# LIST OF TASKS:
1: Answer these questions using the forum thread about harvested turkeys:
(a) How long does I_Shock_Em say it takes to breast out a bird?
(b) What does M.Magis make from the rest of the meat after cooking it down?
(c) What does squid_1 add to the ground thighs and breast before making patties?
2: Repeat the portion of the forum thread about harvested turkeys that runs from "Thought I'd start" up to and including "thing? Legs/No legs?", word for word.

::: SOURCE TEXT :::

# What do you do?



## I_Shock_Em (Jul 20, 2008)

Thought I'd start a thread to see what everyone does with a bird that they were lucky enough to harvest. What parts of the bird do you keep? Fan? Beard? Spurs? More than that? What do you do with them (spurs, fan, beard, etc)? When it comes to the meat, what do you do? Do you breast the bird out? Pluck the whole thing? Legs/No legs?

I personally keep the fan, beard, and spurs. I've got a few of them mounted on the wall (beard/fan/spurs on each mount). I also have a couple sets of beard/fan/spurs laying around that I said I was gonna mount, but just haven't got around to it. I always plan on keeping beards and spurs for sure, but I'm not gonna mount every turkey I shoot so I'm beginning to wonder what I can do with the fans besides mounting. I know that they can be attached to decoys for more realism, but I don't have/use a strutting decoy for the fan so that idea is out. I know of an artist that will take a photograph and a turkey fan feather and paint the image onto the feather. It's really cool. As for the meat, I typically just breast the birds out. The legs aren't for me, too tough and stringy. IMO plucking is too much of a pain in the ass. I can have a bird breasted out in less than five minutes.

Let's hear what everyone else does


----------



## weasel (Mar 25, 2007)

i do about the same things you do but i just keep the beards and spurs dry out and string up the spurs on a leather type shoe string . i have been to the wtf national convention and have seen the spurs on a neckless made up by people and they look really cool! once in a while i keep a fan but not yery often as i have to many mounted now .but i would like to try one on a decoy they seem to work good on those tv shows.i also breast out the turkey. but how do you cook it ? we grill it and sometimes deep fry turkey nuggets and dip it in ranch dressing. well good luck!


----------



## M.Magis (Apr 5, 2004)

I keep beard and spurs. A person can only keep so many fans. I have a couple fans mounted and I don&#8217;t need more. I skin and do the obvious things with breast meat. I take all the rest, cook it down and make turkey salad with it. Would also make decent turkey burgers, but I never feel like getting out the 100 lb grinder for 2 lbs of wild turkey meat.  I plucked my first bird. Never again.


----------



## squid_1 (Jun 2, 2005)

I grind up the thighs and breast and add some bob evans sausage make into patties and grill.

::: GIVEN INFORMATION :::

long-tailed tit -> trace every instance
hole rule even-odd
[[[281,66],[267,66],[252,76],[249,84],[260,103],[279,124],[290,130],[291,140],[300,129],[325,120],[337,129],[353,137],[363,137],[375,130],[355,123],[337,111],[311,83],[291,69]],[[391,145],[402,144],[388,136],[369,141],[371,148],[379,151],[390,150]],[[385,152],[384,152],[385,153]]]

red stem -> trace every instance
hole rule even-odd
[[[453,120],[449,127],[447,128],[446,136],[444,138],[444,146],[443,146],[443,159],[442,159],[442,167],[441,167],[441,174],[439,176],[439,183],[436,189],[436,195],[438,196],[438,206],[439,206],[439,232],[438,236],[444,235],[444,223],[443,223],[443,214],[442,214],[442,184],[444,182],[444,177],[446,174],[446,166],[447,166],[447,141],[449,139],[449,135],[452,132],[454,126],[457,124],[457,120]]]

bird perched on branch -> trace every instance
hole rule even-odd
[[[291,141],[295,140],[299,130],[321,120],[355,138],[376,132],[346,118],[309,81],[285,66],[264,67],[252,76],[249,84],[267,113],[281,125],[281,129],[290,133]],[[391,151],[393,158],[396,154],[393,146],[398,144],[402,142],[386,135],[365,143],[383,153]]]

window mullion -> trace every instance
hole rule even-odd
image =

:::

# RESPONSES TO THE EXERCISE:
1:
(a) Less than five minutes.
(b) Turkey salad.
(c) Some Bob Evans sausage.

2:
Thought I'd start a thread to see what everyone does with a bird that they were lucky enough to harvest. What parts of the bird do you keep? Fan? Beard? Spurs? More than that? What do you do with them (spurs, fan, beard, etc)? When it comes to the meat, what do you do? Do you breast the bird out? Pluck the whole thing? Legs/No legs?